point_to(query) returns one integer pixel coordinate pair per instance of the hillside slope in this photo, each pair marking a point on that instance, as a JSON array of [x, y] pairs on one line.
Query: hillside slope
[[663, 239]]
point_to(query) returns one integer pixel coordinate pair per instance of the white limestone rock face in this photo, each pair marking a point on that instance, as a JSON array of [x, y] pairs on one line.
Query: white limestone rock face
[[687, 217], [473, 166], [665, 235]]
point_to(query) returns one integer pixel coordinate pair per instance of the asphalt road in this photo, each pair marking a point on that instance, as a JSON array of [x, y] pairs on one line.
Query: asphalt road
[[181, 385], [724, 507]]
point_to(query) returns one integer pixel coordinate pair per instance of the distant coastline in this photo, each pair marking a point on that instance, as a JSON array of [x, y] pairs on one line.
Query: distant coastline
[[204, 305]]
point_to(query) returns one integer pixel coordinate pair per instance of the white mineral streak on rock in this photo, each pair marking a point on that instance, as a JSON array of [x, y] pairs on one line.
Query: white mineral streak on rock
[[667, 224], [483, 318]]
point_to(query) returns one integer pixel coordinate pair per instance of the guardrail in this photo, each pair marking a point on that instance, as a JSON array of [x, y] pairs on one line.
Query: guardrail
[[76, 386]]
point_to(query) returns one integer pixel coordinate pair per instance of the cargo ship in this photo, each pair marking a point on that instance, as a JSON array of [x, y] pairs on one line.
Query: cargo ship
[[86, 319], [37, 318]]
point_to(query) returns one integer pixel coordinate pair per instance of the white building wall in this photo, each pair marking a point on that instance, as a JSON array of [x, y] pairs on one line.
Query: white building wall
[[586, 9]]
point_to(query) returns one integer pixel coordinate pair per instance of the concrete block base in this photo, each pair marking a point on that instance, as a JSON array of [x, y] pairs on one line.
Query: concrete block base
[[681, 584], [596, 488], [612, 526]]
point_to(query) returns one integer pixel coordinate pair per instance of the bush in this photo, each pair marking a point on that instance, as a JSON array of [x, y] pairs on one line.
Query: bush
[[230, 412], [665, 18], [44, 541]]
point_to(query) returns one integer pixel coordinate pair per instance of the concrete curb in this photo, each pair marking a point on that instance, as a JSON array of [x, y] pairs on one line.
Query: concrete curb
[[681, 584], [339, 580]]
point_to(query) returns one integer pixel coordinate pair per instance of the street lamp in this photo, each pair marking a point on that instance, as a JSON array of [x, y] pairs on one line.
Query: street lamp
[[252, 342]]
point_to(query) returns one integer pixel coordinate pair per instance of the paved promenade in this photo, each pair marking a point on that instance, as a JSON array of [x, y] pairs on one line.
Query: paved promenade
================
● The task: Would you output every entry exactly as it was written?

● Result for this exercise:
point_to(query) returns one integer pixel coordinate pair per instance of the hillside slope in this photo, each pair marking a point on that instance, as a JSON array of [x, y] pairs on one line.
Query: hillside slope
[[663, 239]]
point_to(query) returns one integer pixel coordinate pair per instance of the white limestone rock face in this photo, each pair marking a point on that instance, as a JSON array of [x, y] pairs on one line.
Query: white limestone rock face
[[687, 217], [473, 166], [665, 235]]
point_to(query) returns one integer pixel coordinate pair per instance of the asphalt road in this photo, each pair marking a point on that instance, as a JSON array of [x, y] pairs on one line.
Query: asphalt road
[[181, 385], [724, 507]]
point_to(query) returns one integer pixel coordinate pair per instance of the distant coastline in this photo, each pair marking a point on that instance, as a JSON array of [x, y] pairs on one line.
Query: distant coastline
[[204, 305]]
point_to(query) returns one integer pixel coordinate pair per instance of the white mineral streak on rock in this photo, each pair marking a point on that instance, as a JSON array of [x, y] pairs on one line.
Query: white mineral streak on rock
[[667, 224], [483, 318]]
point_to(query) returns one integer pixel coordinate pair per instance of the guardrail in this photo, each pair marking a point on that instance, as a JSON array of [x, y] pairs on one line.
Query: guardrail
[[76, 386]]
point_to(query) returns one integer pixel coordinate pair per instance of the cargo ship in this photo, each pair marking a point on that instance, as a JSON array of [x, y] pairs on one line.
Query: cargo ship
[[86, 319], [37, 318]]
point_to(query) returns one integer pixel coordinate pair per instance of the white building wall in this photo, each pair marking a point on that instance, as a JSON array of [x, y] pairs on one line.
Query: white building wall
[[586, 9]]
point_to(query) returns one integer pixel coordinate pair per instance of the concrete block base in this photo, each pair marking a point on that instance, as a JSON array of [x, y] pairs on one line.
Query: concrete block base
[[681, 584], [596, 488], [612, 526]]
point_to(query) returns one integer pixel coordinate pair per instance of the bush in this photo, each pair marking a point on that instance, as a JSON array of [x, y] pairs on one line.
Query: bush
[[230, 412], [665, 18], [44, 541]]
point_to(query) returns one integer pixel coordinate pair per instance of the concrete curb in this photo, each pair marking a point on that instance, as a JSON array of [x, y] pairs on one line.
Query: concrete curb
[[681, 584], [339, 580]]
point_to(query) returns one integer pixel coordinate pair per instance of the street lamp in this photo, each pair marking a point on that instance, as a JSON array of [x, y] pairs on one line.
Query: street lamp
[[252, 342]]
point_to(query) returns one integer pixel coordinate pair per instance of the paved promenade in this photo, each pair marking a point on that instance, as a JSON array of [x, y] pairs on one line.
Query: paved promenade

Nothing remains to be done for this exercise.